## Task requirements
Print all of the data exactly.

## Input rows
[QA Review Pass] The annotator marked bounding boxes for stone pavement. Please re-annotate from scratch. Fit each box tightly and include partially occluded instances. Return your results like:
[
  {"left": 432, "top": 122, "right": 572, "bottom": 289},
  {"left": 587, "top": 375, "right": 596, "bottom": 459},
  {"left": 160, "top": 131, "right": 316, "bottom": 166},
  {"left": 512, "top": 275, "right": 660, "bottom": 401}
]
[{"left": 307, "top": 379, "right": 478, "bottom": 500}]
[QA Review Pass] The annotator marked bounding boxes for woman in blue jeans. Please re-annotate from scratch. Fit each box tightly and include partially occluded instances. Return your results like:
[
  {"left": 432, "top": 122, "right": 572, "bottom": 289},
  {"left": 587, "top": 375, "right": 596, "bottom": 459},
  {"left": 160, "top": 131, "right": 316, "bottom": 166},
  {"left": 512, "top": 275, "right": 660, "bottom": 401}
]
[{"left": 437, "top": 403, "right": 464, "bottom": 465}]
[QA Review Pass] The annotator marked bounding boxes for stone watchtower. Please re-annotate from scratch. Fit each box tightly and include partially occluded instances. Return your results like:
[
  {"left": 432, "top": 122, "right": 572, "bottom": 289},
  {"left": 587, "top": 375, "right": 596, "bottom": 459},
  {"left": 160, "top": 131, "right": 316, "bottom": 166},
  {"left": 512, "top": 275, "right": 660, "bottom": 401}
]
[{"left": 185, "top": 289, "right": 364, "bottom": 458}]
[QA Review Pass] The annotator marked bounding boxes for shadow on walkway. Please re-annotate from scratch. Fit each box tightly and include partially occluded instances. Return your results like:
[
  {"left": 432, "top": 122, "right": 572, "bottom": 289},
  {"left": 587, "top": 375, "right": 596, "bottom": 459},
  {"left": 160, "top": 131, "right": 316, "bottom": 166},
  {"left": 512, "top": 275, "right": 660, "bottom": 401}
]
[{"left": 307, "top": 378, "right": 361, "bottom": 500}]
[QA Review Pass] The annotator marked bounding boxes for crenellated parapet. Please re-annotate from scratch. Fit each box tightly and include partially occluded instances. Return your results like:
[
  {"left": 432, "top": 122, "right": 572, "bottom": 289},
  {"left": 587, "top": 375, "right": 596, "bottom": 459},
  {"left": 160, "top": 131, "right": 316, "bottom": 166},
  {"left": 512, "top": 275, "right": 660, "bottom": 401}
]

## Exercise result
[QA Review Pass] The annotator marked bounding boxes for stone pavement. Please re-annotate from scratch. Fit each box tightly and include partially occluded instances. Return your results like:
[
  {"left": 432, "top": 122, "right": 572, "bottom": 289},
  {"left": 587, "top": 375, "right": 596, "bottom": 459},
  {"left": 160, "top": 131, "right": 316, "bottom": 166},
  {"left": 512, "top": 275, "right": 660, "bottom": 401}
]
[{"left": 307, "top": 379, "right": 478, "bottom": 500}]
[QA Review Pass] The annotator marked bounding boxes for woman in blue jeans. Please re-annotate from scratch. Fit each box tightly and include partially occluded instances. Return your results like:
[
  {"left": 432, "top": 122, "right": 572, "bottom": 289},
  {"left": 587, "top": 375, "right": 596, "bottom": 459},
  {"left": 160, "top": 131, "right": 316, "bottom": 166},
  {"left": 512, "top": 275, "right": 660, "bottom": 401}
]
[{"left": 437, "top": 403, "right": 464, "bottom": 465}]
[QA Review Pass] The annotator marked bounding boxes for stone watchtower. Please re-annotate from scratch. Fit each box tightly and include partially occluded instances. Return your results like:
[
  {"left": 432, "top": 122, "right": 572, "bottom": 289},
  {"left": 587, "top": 375, "right": 596, "bottom": 459},
  {"left": 160, "top": 131, "right": 316, "bottom": 166},
  {"left": 512, "top": 275, "right": 660, "bottom": 401}
]
[{"left": 185, "top": 289, "right": 364, "bottom": 458}]
[QA Review Pass] The annotator marked bounding boxes for shadow on walkway. Please re-annotate from scratch. Fit each box tightly and include partially occluded instances. Return your results like:
[
  {"left": 432, "top": 122, "right": 572, "bottom": 289},
  {"left": 587, "top": 375, "right": 596, "bottom": 459},
  {"left": 160, "top": 131, "right": 316, "bottom": 166},
  {"left": 512, "top": 275, "right": 660, "bottom": 401}
]
[{"left": 307, "top": 378, "right": 361, "bottom": 500}]
[QA Review Pass] The annotator marked bounding boxes for crenellated parapet. Please re-annotate from scratch. Fit each box tightly and include partially occluded instances. Return your results like:
[
  {"left": 432, "top": 122, "right": 572, "bottom": 289},
  {"left": 587, "top": 375, "right": 596, "bottom": 459},
  {"left": 160, "top": 131, "right": 316, "bottom": 166},
  {"left": 512, "top": 275, "right": 660, "bottom": 401}
]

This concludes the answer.